Items from a data source
⁂

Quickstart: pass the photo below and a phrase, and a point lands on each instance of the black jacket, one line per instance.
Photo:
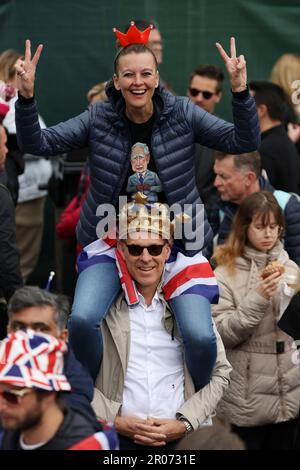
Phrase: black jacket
(10, 275)
(280, 159)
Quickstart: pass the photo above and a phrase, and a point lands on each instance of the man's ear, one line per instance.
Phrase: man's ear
(167, 247)
(250, 178)
(116, 82)
(262, 110)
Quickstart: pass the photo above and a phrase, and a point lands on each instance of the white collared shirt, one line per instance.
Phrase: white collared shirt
(154, 381)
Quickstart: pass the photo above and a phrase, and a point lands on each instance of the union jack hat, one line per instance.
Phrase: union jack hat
(33, 360)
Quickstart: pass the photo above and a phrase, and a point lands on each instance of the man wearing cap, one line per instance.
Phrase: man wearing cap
(32, 413)
(43, 311)
(143, 384)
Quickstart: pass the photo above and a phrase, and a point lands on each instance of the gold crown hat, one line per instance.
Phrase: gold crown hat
(141, 216)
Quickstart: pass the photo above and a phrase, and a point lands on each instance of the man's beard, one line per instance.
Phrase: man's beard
(28, 421)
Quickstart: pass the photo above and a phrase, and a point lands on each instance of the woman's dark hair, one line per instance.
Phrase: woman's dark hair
(261, 204)
(133, 48)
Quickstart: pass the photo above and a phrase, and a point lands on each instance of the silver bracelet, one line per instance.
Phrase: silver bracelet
(188, 426)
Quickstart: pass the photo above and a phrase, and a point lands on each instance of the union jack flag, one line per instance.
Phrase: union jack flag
(182, 274)
(31, 359)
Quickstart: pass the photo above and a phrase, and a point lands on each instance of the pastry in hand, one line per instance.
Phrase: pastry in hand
(272, 268)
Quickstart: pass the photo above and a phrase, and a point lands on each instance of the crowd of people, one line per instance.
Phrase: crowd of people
(182, 327)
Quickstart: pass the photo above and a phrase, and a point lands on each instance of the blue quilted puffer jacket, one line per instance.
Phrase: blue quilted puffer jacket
(178, 126)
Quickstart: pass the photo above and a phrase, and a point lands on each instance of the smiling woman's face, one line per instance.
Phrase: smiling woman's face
(137, 78)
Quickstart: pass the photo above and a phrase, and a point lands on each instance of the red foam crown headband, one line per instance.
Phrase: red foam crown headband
(133, 35)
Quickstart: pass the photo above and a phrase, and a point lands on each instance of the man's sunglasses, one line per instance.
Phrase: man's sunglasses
(206, 94)
(137, 250)
(13, 396)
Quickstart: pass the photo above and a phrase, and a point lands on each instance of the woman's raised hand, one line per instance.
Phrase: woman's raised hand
(25, 70)
(236, 67)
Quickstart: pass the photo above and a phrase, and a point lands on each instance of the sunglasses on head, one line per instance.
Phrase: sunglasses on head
(206, 94)
(137, 250)
(13, 396)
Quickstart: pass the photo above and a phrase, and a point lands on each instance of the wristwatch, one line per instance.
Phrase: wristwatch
(188, 426)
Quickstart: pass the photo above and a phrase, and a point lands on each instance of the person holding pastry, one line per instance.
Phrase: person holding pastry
(262, 401)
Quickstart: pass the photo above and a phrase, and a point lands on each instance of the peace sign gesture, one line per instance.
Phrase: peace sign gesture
(236, 67)
(26, 70)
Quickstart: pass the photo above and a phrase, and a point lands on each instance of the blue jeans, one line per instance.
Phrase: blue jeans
(193, 317)
(96, 289)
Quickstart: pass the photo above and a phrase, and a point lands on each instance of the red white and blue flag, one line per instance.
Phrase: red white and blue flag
(182, 274)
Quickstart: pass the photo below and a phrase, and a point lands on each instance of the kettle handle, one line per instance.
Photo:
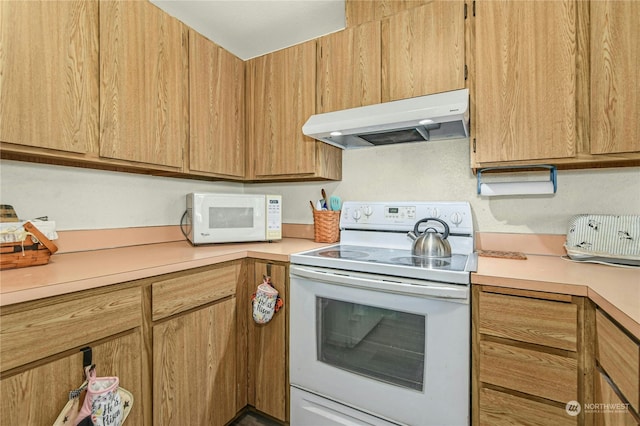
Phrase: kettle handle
(446, 227)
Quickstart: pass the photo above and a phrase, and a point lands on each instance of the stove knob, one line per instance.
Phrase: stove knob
(456, 218)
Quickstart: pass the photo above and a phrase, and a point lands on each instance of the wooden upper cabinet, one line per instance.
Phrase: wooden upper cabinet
(423, 51)
(49, 74)
(525, 87)
(348, 72)
(615, 61)
(281, 95)
(216, 113)
(358, 12)
(143, 77)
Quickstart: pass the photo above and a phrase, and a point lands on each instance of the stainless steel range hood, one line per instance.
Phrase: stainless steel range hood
(432, 117)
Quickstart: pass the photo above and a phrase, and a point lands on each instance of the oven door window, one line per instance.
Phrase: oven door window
(382, 344)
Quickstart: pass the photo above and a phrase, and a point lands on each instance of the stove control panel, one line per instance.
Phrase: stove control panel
(399, 212)
(402, 216)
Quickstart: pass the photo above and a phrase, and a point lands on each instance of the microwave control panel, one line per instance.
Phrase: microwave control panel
(274, 217)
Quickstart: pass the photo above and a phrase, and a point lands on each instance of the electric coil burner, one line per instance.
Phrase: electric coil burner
(377, 334)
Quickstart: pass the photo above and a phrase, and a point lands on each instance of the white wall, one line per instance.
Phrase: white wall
(439, 171)
(433, 171)
(78, 198)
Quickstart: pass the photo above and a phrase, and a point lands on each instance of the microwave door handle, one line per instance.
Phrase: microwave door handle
(424, 289)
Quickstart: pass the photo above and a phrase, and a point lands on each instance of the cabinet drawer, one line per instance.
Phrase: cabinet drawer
(542, 322)
(619, 356)
(498, 408)
(614, 411)
(194, 289)
(47, 330)
(536, 373)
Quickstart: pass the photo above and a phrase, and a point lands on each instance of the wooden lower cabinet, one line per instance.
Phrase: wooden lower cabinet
(530, 356)
(501, 408)
(617, 353)
(41, 358)
(194, 337)
(194, 367)
(268, 365)
(184, 344)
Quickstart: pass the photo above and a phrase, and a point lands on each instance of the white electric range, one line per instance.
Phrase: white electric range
(379, 336)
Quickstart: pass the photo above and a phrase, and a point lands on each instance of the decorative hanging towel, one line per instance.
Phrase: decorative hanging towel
(105, 403)
(266, 301)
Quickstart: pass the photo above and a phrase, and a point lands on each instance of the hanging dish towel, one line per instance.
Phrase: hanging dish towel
(266, 301)
(105, 403)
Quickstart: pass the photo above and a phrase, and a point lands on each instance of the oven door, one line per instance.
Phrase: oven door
(395, 348)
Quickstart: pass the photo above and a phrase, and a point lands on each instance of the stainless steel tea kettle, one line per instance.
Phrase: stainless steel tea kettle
(430, 243)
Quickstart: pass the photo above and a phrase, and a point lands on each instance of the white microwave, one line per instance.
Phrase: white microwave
(227, 218)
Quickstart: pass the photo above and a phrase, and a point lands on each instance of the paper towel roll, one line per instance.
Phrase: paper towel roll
(516, 188)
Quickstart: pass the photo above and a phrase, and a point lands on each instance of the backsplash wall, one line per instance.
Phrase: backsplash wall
(436, 171)
(439, 171)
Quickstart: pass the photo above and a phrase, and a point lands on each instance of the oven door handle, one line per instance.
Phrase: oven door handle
(428, 289)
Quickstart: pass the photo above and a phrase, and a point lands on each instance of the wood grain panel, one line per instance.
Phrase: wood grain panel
(423, 51)
(502, 409)
(360, 11)
(143, 77)
(268, 343)
(536, 373)
(34, 334)
(615, 61)
(348, 72)
(49, 74)
(216, 114)
(536, 321)
(613, 412)
(194, 367)
(282, 94)
(193, 289)
(619, 356)
(36, 396)
(525, 81)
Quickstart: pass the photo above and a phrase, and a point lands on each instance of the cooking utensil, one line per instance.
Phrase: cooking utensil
(430, 243)
(335, 203)
(326, 200)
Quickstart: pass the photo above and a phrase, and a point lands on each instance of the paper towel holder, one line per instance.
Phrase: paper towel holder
(527, 187)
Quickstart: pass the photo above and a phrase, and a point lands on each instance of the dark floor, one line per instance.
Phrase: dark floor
(251, 418)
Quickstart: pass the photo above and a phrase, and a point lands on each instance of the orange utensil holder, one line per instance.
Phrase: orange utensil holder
(326, 226)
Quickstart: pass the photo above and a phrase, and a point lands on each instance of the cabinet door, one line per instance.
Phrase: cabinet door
(282, 94)
(349, 68)
(525, 92)
(615, 60)
(37, 395)
(194, 367)
(268, 361)
(49, 74)
(423, 50)
(216, 114)
(143, 92)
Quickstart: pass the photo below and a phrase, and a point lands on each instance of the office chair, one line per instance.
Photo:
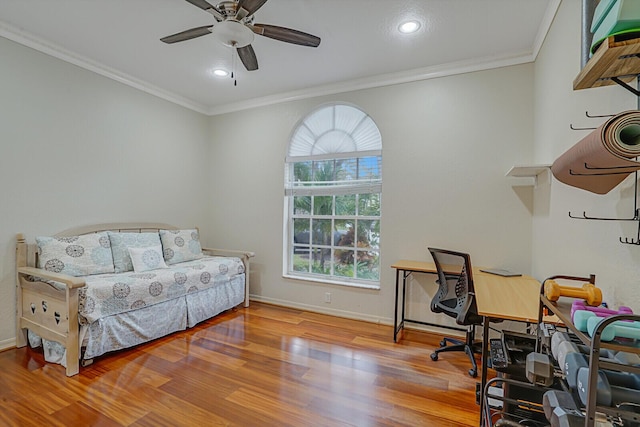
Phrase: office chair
(456, 298)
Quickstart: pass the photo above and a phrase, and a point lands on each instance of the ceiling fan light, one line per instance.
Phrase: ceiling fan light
(232, 33)
(219, 72)
(409, 27)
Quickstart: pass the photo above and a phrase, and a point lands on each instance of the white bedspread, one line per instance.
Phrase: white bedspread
(109, 294)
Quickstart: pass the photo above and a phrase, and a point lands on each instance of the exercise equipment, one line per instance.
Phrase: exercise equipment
(599, 311)
(553, 399)
(539, 369)
(564, 417)
(620, 329)
(588, 292)
(581, 321)
(607, 394)
(574, 362)
(563, 345)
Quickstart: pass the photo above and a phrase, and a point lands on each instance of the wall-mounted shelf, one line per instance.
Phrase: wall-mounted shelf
(614, 62)
(527, 174)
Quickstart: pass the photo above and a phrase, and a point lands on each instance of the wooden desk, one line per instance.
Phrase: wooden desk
(497, 298)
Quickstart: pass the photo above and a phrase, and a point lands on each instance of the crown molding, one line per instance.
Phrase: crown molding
(449, 69)
(545, 26)
(29, 40)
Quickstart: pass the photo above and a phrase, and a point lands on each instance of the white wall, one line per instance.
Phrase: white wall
(562, 245)
(77, 148)
(447, 144)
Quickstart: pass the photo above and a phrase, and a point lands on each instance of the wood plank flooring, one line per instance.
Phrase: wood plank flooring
(258, 366)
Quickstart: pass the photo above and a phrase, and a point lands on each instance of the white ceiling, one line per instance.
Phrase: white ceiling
(360, 46)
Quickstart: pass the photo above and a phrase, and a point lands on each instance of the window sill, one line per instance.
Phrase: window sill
(374, 286)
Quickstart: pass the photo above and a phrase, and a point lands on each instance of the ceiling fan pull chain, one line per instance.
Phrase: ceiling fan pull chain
(233, 65)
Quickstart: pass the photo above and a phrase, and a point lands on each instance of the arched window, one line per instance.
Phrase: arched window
(333, 187)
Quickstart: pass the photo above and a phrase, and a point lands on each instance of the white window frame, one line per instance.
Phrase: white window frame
(359, 145)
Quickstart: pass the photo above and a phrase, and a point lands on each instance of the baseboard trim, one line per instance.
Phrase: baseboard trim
(330, 311)
(7, 344)
(352, 315)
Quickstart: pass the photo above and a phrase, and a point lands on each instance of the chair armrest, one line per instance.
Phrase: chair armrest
(70, 281)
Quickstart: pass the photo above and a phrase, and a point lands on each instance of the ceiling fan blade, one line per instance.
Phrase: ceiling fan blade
(248, 57)
(187, 34)
(208, 7)
(248, 7)
(286, 35)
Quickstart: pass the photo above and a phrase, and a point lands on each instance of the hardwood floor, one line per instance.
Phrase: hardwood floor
(258, 366)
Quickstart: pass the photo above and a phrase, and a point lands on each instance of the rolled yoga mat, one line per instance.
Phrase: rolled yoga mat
(602, 159)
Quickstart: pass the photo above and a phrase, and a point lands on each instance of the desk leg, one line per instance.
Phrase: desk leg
(395, 316)
(485, 358)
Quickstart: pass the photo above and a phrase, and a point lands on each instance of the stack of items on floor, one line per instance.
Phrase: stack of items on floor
(561, 385)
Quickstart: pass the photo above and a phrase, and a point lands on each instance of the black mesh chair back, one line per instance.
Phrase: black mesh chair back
(455, 297)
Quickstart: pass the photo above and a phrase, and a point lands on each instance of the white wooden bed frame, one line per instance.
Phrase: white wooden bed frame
(53, 313)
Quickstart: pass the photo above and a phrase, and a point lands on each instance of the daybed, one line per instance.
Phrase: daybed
(102, 288)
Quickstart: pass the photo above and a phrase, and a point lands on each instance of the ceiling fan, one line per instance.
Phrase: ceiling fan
(235, 28)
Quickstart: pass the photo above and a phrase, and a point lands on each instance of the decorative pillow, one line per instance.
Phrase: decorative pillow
(145, 259)
(121, 242)
(77, 255)
(180, 245)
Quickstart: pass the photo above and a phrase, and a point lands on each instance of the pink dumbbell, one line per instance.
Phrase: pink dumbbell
(599, 311)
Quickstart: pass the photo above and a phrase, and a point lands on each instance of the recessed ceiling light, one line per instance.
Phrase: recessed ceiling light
(409, 27)
(219, 72)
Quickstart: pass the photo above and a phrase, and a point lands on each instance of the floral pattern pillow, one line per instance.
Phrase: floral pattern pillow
(146, 259)
(180, 245)
(77, 255)
(121, 242)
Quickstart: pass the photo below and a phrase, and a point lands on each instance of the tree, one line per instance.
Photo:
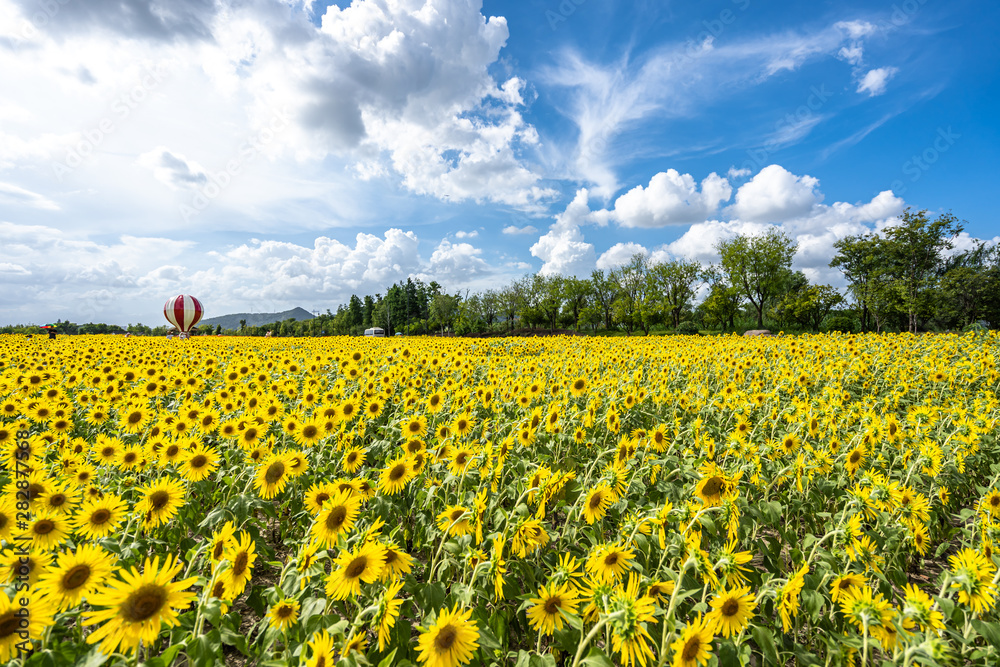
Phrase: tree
(914, 248)
(672, 285)
(629, 304)
(810, 305)
(605, 291)
(444, 309)
(755, 265)
(576, 295)
(722, 305)
(859, 258)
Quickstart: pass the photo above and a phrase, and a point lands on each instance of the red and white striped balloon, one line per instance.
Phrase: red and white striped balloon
(183, 311)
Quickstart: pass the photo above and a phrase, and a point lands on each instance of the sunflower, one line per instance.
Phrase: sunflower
(76, 574)
(199, 463)
(450, 641)
(353, 459)
(24, 618)
(414, 427)
(397, 563)
(160, 501)
(395, 476)
(99, 517)
(137, 605)
(352, 568)
(596, 503)
(609, 562)
(337, 516)
(272, 476)
(694, 646)
(309, 432)
(48, 530)
(546, 611)
(17, 566)
(284, 614)
(317, 494)
(8, 517)
(388, 610)
(321, 645)
(241, 556)
(731, 611)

⁂

Directions:
Your answer should consist only of the lines above between the line holding "bedspread, one line per instance." and the line holding "trim, one line per instance.", inclusive, each transcribed exactly.

Exercise answer:
Quickstart: pass the photo above and a phrase, and a point lands on each instance of the white bedspread, one line per instance.
Phrase: white bedspread
(109, 294)
Quickstart: pass the photo above and a phrase, and a point lands on each instance of the exercise equipment, one line per instance.
Phrase: exercise equipment
(599, 311)
(553, 399)
(539, 369)
(564, 417)
(620, 329)
(588, 292)
(581, 321)
(607, 394)
(574, 362)
(563, 345)
Quickstart: pass the photo above and a phrase, and a point lands on each instance of the wall-mounted shelf, one line per instance.
Phrase: wall-mounted shelf
(614, 62)
(527, 174)
Quickstart: pass the photo above and a phrase, and a point lands on each instance of the wooden desk, one line per instance.
Phrase: wooden desk
(497, 298)
Quickstart: pass the photo above and a phrase, and a point lands on each instance of the crown molding, one line per instance.
Phrase: crown molding
(449, 69)
(545, 26)
(29, 40)
Quickstart: pass the photo above and a phrase, and a point lands on each instance of the white wall, one line per instance.
Phrase: white wall
(562, 245)
(77, 148)
(447, 144)
Quickstart: pass the photo above and a phrase, and a point lands on each instance of the wood plank flooring, one line per instance.
Phrase: wood plank flooring
(258, 366)
Quickstart: pass the photo above and a phrase, and a point lands on each instance of the white ceiling, one line per instance.
Phrase: white ceiling
(360, 46)
Quickstart: pass the photo above and a phrase, and a point lands on each instance of the window sill, one line per instance.
Phrase: window sill
(374, 286)
Quickstart: pass the photo above and a phrase, and a point lands on each instance of the ceiling fan pull chain, one line per instance.
Phrase: ceiling fan pull chain
(233, 65)
Quickstart: pass the photo above and a phrase, and a point lands on each instance of the arched window, one line per instance.
Phrase: arched window
(333, 187)
Quickstart: pass the photo above and a phrase, and a point lands on each instance of the white window frame, one line per instance.
Phrase: white window frame
(359, 145)
Quickstart: pass the photo above and a phrase, and a point lands on each instance of the baseboard trim, one line per instance.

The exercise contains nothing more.